Put the data lines below, from the line containing "request: trace the outline of every instance of the navy" through the line containing "269], [222, 271]]", both included, into a JSON list of strings with one string per line and no blank lines.

- _Data records_:
━━━━━━━━━━
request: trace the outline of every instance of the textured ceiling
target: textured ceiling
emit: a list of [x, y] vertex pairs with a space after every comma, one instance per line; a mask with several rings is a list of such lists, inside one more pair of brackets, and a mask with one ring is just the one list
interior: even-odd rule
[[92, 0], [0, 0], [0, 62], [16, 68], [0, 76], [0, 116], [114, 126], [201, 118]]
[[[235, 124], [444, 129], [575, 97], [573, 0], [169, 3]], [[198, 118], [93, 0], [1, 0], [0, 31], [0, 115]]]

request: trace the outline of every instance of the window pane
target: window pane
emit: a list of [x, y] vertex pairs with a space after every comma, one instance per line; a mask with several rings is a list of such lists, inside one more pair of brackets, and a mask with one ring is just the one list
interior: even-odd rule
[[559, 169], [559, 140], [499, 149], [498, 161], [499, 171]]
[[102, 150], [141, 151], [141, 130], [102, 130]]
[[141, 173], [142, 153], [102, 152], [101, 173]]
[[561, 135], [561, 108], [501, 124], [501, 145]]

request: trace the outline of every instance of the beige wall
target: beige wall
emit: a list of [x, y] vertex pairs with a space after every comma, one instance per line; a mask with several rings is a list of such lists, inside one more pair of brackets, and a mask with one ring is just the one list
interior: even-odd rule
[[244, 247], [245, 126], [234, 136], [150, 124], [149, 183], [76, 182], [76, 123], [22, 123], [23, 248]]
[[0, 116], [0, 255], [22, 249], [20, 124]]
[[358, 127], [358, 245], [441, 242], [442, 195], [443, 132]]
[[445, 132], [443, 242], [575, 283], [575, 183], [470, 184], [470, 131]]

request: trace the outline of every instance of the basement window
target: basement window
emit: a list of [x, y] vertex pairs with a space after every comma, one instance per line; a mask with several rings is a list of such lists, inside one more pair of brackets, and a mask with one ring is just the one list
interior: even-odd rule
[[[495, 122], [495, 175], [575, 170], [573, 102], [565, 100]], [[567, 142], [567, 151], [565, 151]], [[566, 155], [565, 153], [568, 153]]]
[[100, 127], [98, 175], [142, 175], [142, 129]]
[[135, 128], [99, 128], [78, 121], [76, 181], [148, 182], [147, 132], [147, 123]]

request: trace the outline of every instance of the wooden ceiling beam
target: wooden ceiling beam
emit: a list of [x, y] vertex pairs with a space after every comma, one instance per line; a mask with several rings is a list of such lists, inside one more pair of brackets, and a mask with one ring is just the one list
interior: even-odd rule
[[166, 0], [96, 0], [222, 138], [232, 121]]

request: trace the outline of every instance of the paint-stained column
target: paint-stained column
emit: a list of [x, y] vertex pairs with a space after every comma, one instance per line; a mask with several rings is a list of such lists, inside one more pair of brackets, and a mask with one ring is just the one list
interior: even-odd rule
━━━━━━━━━━
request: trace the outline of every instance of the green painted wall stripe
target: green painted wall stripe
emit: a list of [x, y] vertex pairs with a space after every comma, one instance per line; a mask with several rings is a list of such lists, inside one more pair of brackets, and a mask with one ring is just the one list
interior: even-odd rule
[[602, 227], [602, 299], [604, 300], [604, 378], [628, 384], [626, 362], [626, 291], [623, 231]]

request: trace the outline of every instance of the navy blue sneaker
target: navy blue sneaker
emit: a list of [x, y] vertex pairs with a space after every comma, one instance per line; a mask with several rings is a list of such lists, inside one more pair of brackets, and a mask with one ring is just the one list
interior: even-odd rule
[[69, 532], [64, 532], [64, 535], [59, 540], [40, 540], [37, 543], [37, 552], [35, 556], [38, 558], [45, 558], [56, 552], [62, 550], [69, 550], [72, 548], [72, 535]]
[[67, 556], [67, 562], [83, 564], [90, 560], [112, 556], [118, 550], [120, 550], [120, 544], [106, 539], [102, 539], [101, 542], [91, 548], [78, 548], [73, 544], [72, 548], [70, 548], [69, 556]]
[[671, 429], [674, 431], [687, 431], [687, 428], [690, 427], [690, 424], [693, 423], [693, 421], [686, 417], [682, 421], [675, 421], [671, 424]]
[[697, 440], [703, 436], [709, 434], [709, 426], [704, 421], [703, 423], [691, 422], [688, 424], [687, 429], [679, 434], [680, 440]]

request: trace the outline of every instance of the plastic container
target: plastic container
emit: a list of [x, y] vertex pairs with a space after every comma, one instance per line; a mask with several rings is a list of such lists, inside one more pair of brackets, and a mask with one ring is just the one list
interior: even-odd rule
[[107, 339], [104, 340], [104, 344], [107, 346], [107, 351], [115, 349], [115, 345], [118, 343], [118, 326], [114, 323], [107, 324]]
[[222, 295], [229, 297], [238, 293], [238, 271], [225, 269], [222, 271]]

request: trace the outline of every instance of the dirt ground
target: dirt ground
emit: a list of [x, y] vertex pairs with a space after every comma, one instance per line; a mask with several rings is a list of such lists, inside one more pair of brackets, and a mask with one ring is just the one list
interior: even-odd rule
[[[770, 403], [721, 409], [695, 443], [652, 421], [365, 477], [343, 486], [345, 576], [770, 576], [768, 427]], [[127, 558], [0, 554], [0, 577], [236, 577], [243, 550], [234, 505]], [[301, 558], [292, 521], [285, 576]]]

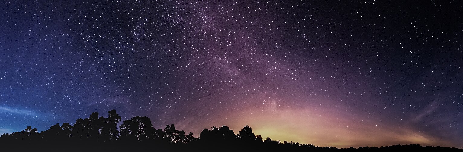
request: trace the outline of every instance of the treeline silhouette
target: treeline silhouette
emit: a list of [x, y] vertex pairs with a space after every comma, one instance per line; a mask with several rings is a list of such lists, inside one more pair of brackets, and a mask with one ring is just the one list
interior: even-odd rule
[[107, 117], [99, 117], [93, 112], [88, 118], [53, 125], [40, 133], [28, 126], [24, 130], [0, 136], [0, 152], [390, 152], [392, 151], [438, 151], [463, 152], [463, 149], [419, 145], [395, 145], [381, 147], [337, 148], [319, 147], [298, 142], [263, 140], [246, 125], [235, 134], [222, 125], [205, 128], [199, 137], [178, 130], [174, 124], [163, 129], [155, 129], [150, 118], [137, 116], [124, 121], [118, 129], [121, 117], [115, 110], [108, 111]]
━━━━━━━━━━
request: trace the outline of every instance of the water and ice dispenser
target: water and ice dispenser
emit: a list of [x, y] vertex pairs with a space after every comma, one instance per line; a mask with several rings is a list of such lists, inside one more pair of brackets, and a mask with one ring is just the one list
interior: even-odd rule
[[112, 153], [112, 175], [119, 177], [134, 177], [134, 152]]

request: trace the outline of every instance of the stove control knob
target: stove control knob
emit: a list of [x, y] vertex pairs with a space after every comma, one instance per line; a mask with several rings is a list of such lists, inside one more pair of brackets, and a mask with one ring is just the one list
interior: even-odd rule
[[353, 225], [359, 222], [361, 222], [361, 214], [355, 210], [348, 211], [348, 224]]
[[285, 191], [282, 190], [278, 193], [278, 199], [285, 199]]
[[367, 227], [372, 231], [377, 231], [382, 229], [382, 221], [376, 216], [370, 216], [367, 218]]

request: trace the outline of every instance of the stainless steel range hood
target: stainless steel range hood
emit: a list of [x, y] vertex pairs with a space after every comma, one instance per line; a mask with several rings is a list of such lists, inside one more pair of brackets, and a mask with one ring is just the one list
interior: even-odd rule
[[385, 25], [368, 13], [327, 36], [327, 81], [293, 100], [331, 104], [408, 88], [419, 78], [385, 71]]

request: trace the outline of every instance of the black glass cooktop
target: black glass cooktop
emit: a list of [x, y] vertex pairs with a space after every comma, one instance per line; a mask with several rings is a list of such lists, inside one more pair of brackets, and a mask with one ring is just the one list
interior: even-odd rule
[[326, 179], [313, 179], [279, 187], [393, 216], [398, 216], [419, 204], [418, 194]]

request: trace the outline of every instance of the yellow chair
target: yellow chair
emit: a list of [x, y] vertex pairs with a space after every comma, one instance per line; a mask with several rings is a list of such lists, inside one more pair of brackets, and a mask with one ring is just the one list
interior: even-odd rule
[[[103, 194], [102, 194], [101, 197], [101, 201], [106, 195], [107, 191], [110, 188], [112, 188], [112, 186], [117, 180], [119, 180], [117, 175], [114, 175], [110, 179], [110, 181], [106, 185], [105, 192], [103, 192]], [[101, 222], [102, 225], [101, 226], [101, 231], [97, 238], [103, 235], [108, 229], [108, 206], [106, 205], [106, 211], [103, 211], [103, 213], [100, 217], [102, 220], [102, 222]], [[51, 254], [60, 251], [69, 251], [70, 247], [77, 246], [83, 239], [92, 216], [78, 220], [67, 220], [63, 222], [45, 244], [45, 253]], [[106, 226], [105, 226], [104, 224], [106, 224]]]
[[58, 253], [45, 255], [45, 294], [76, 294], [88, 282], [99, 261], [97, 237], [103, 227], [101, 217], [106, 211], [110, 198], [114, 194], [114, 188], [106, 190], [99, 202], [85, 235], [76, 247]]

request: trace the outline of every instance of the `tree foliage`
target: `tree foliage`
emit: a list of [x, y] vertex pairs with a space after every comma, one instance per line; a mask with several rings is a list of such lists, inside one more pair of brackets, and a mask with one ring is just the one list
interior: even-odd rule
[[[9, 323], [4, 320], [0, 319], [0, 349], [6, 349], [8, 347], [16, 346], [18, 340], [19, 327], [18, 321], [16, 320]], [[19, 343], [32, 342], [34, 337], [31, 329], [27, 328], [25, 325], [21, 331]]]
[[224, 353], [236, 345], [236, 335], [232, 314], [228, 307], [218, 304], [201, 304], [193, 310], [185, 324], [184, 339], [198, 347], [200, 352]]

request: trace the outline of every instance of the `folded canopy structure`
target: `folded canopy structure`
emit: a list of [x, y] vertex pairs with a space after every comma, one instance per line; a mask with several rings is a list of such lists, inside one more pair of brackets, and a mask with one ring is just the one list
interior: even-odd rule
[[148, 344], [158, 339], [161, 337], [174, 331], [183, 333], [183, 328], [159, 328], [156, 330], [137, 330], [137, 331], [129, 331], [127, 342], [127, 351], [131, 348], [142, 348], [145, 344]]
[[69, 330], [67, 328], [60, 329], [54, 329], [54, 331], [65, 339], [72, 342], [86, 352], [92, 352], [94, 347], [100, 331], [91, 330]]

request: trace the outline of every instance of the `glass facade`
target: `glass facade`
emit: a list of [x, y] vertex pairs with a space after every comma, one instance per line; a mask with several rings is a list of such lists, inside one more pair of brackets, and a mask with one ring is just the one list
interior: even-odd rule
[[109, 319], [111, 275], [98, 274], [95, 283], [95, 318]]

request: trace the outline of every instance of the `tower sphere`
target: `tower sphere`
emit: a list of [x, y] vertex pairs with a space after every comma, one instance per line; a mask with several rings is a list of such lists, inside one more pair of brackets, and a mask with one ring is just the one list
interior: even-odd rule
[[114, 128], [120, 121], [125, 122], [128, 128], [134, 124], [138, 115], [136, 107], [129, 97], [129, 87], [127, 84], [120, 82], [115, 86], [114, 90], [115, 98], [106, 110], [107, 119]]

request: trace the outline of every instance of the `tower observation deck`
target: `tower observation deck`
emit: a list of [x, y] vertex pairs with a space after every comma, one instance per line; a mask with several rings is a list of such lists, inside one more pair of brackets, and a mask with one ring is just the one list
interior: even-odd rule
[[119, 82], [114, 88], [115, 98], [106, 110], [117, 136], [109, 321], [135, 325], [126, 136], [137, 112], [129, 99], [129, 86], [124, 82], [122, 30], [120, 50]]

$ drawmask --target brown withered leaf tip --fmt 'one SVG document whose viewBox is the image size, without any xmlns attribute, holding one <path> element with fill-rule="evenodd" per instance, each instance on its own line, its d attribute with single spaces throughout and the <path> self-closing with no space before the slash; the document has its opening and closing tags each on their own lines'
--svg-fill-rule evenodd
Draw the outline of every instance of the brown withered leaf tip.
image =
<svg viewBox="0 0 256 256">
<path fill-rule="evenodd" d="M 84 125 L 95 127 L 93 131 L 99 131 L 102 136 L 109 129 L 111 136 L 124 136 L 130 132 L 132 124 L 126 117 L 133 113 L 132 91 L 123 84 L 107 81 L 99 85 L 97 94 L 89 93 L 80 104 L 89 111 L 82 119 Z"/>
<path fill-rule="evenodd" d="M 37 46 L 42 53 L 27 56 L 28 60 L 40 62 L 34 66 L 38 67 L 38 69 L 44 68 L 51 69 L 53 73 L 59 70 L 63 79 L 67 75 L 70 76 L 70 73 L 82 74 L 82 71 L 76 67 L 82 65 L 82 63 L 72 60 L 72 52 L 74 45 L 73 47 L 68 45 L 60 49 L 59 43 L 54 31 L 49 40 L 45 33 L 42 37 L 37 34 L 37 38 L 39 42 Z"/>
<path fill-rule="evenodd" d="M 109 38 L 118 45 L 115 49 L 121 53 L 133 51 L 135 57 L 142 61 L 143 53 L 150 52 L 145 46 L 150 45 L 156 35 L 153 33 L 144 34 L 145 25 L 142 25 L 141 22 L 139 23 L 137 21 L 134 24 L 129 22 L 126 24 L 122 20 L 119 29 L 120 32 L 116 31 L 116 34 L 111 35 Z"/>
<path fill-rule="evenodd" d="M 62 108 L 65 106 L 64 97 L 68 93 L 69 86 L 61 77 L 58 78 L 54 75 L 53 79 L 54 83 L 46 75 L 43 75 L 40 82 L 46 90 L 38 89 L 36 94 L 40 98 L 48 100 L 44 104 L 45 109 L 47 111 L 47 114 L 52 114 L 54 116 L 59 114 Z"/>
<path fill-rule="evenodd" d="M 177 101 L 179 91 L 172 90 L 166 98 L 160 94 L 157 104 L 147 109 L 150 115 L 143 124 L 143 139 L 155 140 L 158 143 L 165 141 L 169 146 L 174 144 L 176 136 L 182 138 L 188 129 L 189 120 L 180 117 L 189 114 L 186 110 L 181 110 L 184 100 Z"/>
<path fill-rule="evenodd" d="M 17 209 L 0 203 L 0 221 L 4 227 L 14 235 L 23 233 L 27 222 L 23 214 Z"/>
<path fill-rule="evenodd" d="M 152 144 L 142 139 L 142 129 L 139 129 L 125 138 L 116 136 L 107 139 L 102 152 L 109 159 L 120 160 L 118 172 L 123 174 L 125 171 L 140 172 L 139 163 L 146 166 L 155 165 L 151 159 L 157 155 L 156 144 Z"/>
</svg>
━━━━━━━━━━
- _Exercise response_:
[
  "request: trace the outline of every instance of the navy blue sneaker",
  "target: navy blue sneaker",
  "emit: a list of [x, y] vertex pairs with a space after every comma, one instance per line; a mask with several rings is a list of such lists, inside one more pair of brackets, and a mask with one ring is just the one list",
  "interior: even-odd rule",
  "[[69, 532], [64, 532], [64, 535], [59, 540], [40, 540], [37, 543], [37, 552], [35, 556], [38, 558], [45, 558], [56, 552], [62, 550], [69, 550], [72, 548], [72, 535]]",
  "[[67, 556], [67, 562], [83, 564], [90, 560], [112, 556], [118, 550], [120, 550], [120, 544], [106, 539], [102, 539], [101, 542], [91, 548], [78, 548], [73, 544], [72, 548], [70, 548], [69, 556]]",
  "[[671, 429], [674, 431], [687, 431], [687, 428], [690, 427], [690, 424], [693, 423], [693, 421], [686, 417], [682, 421], [675, 421], [671, 424]]",
  "[[697, 440], [703, 436], [709, 434], [709, 426], [704, 421], [703, 423], [691, 422], [688, 424], [687, 429], [679, 434], [680, 440]]",
  "request: trace the outline of every instance of the plastic container",
  "target: plastic container",
  "emit: a list of [x, y] vertex pairs with a space after every comma, one instance per line; a mask with several rings is a list of such lists, inside one more pair of brackets, and a mask with one ring is just the one list",
  "interior: even-odd rule",
  "[[107, 339], [104, 340], [104, 344], [107, 346], [107, 351], [115, 349], [115, 345], [118, 343], [118, 326], [114, 323], [107, 324]]",
  "[[222, 295], [229, 297], [238, 293], [238, 271], [225, 269], [222, 271]]"
]